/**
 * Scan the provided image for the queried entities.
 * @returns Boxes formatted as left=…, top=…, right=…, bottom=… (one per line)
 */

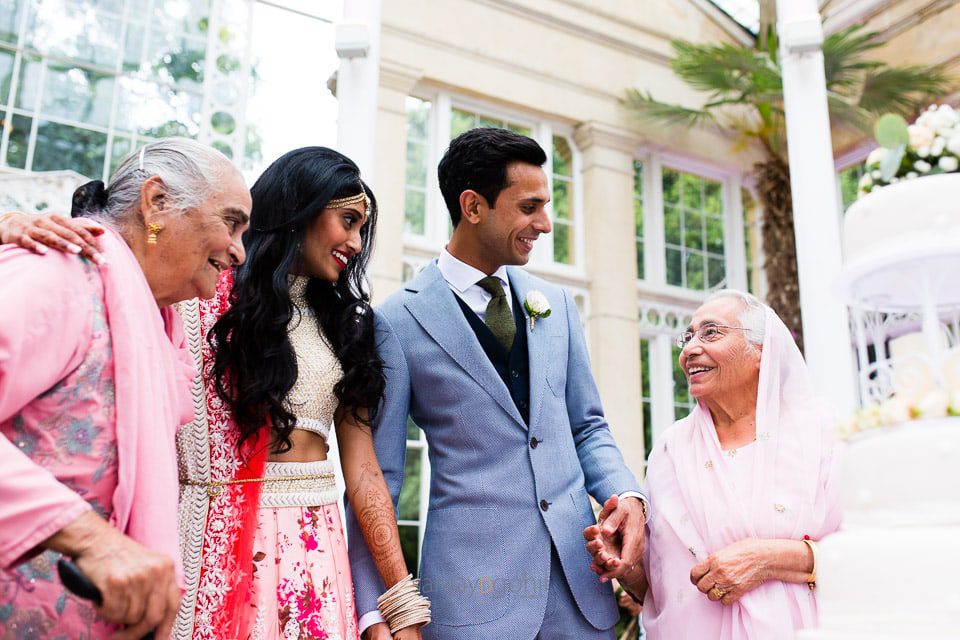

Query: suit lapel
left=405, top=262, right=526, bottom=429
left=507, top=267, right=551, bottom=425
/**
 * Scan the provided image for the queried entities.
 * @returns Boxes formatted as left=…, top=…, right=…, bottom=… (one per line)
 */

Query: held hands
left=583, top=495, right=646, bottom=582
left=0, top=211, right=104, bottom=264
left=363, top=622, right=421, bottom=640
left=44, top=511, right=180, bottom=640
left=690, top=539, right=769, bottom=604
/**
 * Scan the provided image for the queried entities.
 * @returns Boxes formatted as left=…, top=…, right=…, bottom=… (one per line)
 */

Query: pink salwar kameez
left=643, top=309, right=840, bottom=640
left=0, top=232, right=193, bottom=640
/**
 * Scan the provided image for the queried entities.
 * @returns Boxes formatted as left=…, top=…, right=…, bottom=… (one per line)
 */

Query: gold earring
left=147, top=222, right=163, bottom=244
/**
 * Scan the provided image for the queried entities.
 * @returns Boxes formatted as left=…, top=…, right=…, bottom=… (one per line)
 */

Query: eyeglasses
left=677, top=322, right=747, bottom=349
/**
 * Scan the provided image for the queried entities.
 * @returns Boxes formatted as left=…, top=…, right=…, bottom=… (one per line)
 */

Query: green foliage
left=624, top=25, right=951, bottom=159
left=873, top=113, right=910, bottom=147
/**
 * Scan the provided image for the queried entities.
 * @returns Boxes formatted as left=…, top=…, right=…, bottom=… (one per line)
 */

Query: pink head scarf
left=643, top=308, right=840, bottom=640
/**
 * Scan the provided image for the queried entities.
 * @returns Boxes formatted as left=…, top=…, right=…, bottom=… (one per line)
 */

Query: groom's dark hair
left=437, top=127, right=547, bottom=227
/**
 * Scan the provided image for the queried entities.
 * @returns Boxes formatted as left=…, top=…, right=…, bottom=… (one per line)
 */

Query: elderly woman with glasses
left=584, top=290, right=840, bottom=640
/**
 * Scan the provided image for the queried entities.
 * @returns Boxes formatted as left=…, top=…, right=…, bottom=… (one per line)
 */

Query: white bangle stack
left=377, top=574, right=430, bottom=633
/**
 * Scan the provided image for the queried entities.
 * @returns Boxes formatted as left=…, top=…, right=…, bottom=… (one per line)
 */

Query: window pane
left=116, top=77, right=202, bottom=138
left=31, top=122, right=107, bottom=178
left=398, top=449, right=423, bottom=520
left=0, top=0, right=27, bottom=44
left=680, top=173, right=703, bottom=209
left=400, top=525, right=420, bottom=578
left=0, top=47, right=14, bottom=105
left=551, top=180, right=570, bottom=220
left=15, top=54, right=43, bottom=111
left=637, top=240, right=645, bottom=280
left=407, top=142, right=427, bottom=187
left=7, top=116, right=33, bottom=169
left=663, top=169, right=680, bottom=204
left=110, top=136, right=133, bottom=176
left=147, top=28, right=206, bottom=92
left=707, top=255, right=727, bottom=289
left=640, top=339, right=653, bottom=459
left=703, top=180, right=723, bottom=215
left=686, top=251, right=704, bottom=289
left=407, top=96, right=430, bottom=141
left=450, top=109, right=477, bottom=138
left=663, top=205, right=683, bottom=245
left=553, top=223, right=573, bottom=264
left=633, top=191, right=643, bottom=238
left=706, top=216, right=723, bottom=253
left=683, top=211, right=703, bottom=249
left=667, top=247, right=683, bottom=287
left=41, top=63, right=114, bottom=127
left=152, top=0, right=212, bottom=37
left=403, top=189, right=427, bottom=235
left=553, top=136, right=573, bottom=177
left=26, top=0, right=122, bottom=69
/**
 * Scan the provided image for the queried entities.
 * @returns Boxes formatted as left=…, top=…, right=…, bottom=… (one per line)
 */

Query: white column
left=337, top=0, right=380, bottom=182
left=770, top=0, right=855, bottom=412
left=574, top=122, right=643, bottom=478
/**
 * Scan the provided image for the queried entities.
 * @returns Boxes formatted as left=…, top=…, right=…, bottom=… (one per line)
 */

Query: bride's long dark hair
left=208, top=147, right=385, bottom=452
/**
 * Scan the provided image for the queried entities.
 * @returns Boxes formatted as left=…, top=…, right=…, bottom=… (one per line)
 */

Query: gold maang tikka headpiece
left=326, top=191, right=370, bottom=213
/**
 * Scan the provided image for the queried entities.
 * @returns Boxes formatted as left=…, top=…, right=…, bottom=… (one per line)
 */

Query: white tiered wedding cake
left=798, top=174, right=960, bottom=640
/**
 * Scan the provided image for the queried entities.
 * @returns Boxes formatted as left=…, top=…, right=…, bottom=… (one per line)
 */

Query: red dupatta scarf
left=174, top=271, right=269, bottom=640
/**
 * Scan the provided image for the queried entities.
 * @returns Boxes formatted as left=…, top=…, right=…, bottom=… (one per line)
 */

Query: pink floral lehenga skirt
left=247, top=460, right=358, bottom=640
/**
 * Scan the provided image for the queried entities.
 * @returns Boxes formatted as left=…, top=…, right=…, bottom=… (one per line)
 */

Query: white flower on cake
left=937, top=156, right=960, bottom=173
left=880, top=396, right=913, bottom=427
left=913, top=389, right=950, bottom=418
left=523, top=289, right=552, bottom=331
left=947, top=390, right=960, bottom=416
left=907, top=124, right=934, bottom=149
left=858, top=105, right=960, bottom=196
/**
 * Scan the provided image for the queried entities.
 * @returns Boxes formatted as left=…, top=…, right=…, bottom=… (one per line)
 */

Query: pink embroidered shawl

════

_Written problem_. Give every line of the entries above as a Markdown table with two columns, "Row" for the row number and "Line" for the line itself. Skip blank lines and leave the pictures out.

_Result for this exercise_.
| Row | Line |
|---|---|
| 1 | /** |
| 2 |  * Scan the provided image for the queried entities. |
| 3 |  * @returns Boxes formatted as left=…, top=…, right=…, bottom=… (one per line) |
| 4 |  */ |
| 5 | Query: suit lapel |
| 6 | left=405, top=262, right=526, bottom=429 |
| 7 | left=507, top=267, right=551, bottom=425 |
| 8 | /** |
| 9 |  * Scan the provided image for the queried entities. |
| 10 |  * @returns Boxes formatted as left=…, top=…, right=…, bottom=… (one per line) |
| 11 |  */ |
| 12 | Query: held hands |
| 13 | left=583, top=495, right=646, bottom=582 |
| 14 | left=0, top=211, right=104, bottom=264 |
| 15 | left=363, top=622, right=421, bottom=640 |
| 16 | left=44, top=511, right=180, bottom=640 |
| 17 | left=690, top=539, right=769, bottom=604 |
| 18 | /** |
| 19 |  * Scan the provided image for the queried entities. |
| 20 |  * @returns Boxes formatted as left=…, top=…, right=…, bottom=… (one per line) |
| 21 |  */ |
| 22 | Query: pink salwar kameez |
| 23 | left=643, top=309, right=840, bottom=640 |
| 24 | left=0, top=232, right=193, bottom=640 |
| 25 | /** |
| 26 |  * Scan the provided image for the queried entities. |
| 27 |  * @returns Boxes formatted as left=…, top=…, right=…, bottom=… (one per line) |
| 28 |  */ |
| 29 | Query: gold earring |
| 30 | left=147, top=222, right=163, bottom=244 |
| 31 | /** |
| 32 |  * Scan the provided image for the queried entities. |
| 33 |  * @returns Boxes formatted as left=…, top=…, right=…, bottom=… (one per line) |
| 34 |  */ |
| 35 | Query: eyeglasses |
| 36 | left=677, top=322, right=747, bottom=349 |
| 37 | /** |
| 38 |  * Scan the provided image for the queried entities. |
| 39 |  * @returns Boxes formatted as left=…, top=…, right=…, bottom=… (one per line) |
| 40 |  */ |
| 41 | Query: green foliage |
| 42 | left=624, top=25, right=951, bottom=159 |
| 43 | left=873, top=113, right=910, bottom=147 |
| 44 | /** |
| 45 |  * Scan the provided image for the queried entities. |
| 46 |  * @returns Boxes formatted as left=…, top=…, right=…, bottom=… (one per line) |
| 47 |  */ |
| 48 | Query: pink head scarf |
| 49 | left=643, top=308, right=840, bottom=640 |
| 50 | /** |
| 51 |  * Scan the provided image for the queried entities. |
| 52 |  * @returns Boxes formatted as left=…, top=…, right=…, bottom=… (one per line) |
| 53 |  */ |
| 54 | Query: groom's dark hair |
| 55 | left=437, top=127, right=547, bottom=227 |
| 56 | /** |
| 57 |  * Scan the provided image for the queried entities. |
| 58 |  * @returns Boxes formatted as left=…, top=…, right=…, bottom=… (one per line) |
| 59 |  */ |
| 60 | Query: elderly woman with glasses |
| 61 | left=584, top=290, right=840, bottom=640 |
| 62 | /** |
| 63 |  * Scan the provided image for the queried entities. |
| 64 |  * @returns Boxes formatted as left=…, top=…, right=…, bottom=… (one per line) |
| 65 |  */ |
| 66 | Query: white bangle stack |
| 67 | left=377, top=574, right=430, bottom=633 |
| 68 | /** |
| 69 |  * Scan the provided image for the queried entities. |
| 70 |  * @returns Boxes formatted as left=…, top=…, right=…, bottom=… (one per line) |
| 71 |  */ |
| 72 | Query: window pane |
| 73 | left=116, top=77, right=202, bottom=138 |
| 74 | left=31, top=122, right=107, bottom=178 |
| 75 | left=398, top=449, right=423, bottom=520 |
| 76 | left=0, top=0, right=27, bottom=44 |
| 77 | left=680, top=173, right=703, bottom=209 |
| 78 | left=400, top=525, right=420, bottom=578 |
| 79 | left=0, top=47, right=14, bottom=105 |
| 80 | left=551, top=180, right=570, bottom=220 |
| 81 | left=15, top=54, right=43, bottom=111 |
| 82 | left=637, top=240, right=645, bottom=280 |
| 83 | left=407, top=142, right=427, bottom=187 |
| 84 | left=7, top=116, right=33, bottom=169 |
| 85 | left=663, top=169, right=680, bottom=204 |
| 86 | left=110, top=136, right=133, bottom=176 |
| 87 | left=147, top=28, right=206, bottom=92 |
| 88 | left=707, top=255, right=727, bottom=289 |
| 89 | left=640, top=339, right=653, bottom=459 |
| 90 | left=703, top=180, right=723, bottom=215 |
| 91 | left=686, top=251, right=704, bottom=289 |
| 92 | left=407, top=96, right=430, bottom=141 |
| 93 | left=450, top=109, right=477, bottom=138 |
| 94 | left=663, top=205, right=683, bottom=245 |
| 95 | left=553, top=223, right=573, bottom=264 |
| 96 | left=633, top=191, right=643, bottom=238 |
| 97 | left=706, top=216, right=723, bottom=253 |
| 98 | left=683, top=211, right=703, bottom=249 |
| 99 | left=667, top=247, right=683, bottom=287 |
| 100 | left=41, top=63, right=114, bottom=127 |
| 101 | left=152, top=0, right=212, bottom=37 |
| 102 | left=403, top=189, right=427, bottom=235 |
| 103 | left=553, top=136, right=573, bottom=177 |
| 104 | left=26, top=0, right=122, bottom=69 |
| 105 | /** |
| 106 |  * Scan the provided image for the queried entities. |
| 107 |  * @returns Boxes formatted as left=…, top=…, right=…, bottom=… (one per line) |
| 108 |  */ |
| 109 | Query: white column |
| 110 | left=337, top=0, right=380, bottom=182 |
| 111 | left=770, top=0, right=855, bottom=412 |
| 112 | left=574, top=122, right=643, bottom=478 |
| 113 | /** |
| 114 |  * Scan the provided image for the queried entities. |
| 115 |  * @returns Boxes formatted as left=…, top=…, right=…, bottom=… (one per line) |
| 116 |  */ |
| 117 | Query: bride's long dark hair |
| 118 | left=208, top=147, right=385, bottom=452 |
| 119 | /** |
| 120 |  * Scan the provided image for the queried entities. |
| 121 |  * @returns Boxes formatted as left=…, top=…, right=…, bottom=… (one per line) |
| 122 |  */ |
| 123 | Query: gold maang tikka headpiece |
| 124 | left=326, top=191, right=370, bottom=213 |
| 125 | /** |
| 126 |  * Scan the provided image for the queried entities. |
| 127 |  * @returns Boxes formatted as left=…, top=…, right=…, bottom=… (one per line) |
| 128 |  */ |
| 129 | Query: white tiered wedding cake |
| 130 | left=798, top=174, right=960, bottom=640 |
| 131 | /** |
| 132 |  * Scan the provided image for the queried entities. |
| 133 |  * @returns Boxes formatted as left=…, top=…, right=…, bottom=… (one per line) |
| 134 |  */ |
| 135 | Query: red dupatta scarf |
| 136 | left=174, top=271, right=269, bottom=640 |
| 137 | /** |
| 138 |  * Scan the provided image for the queried entities. |
| 139 |  * @returns Boxes formatted as left=…, top=…, right=…, bottom=… (one per line) |
| 140 |  */ |
| 141 | Query: pink floral lehenga skirt |
| 142 | left=247, top=460, right=358, bottom=640 |
| 143 | /** |
| 144 |  * Scan the provided image for the queried entities. |
| 145 |  * @returns Boxes formatted as left=…, top=…, right=…, bottom=… (one per line) |
| 146 |  */ |
| 147 | Query: white flower on cake |
| 148 | left=937, top=156, right=960, bottom=173 |
| 149 | left=880, top=396, right=913, bottom=427 |
| 150 | left=913, top=389, right=950, bottom=418 |
| 151 | left=523, top=289, right=552, bottom=331 |
| 152 | left=947, top=390, right=960, bottom=416 |
| 153 | left=907, top=124, right=934, bottom=149 |
| 154 | left=858, top=105, right=960, bottom=196 |
| 155 | /** |
| 156 |  * Scan the provided image for the queried entities. |
| 157 |  * @returns Boxes formatted as left=…, top=…, right=…, bottom=… (one per line) |
| 158 |  */ |
| 159 | Query: pink embroidered shawl |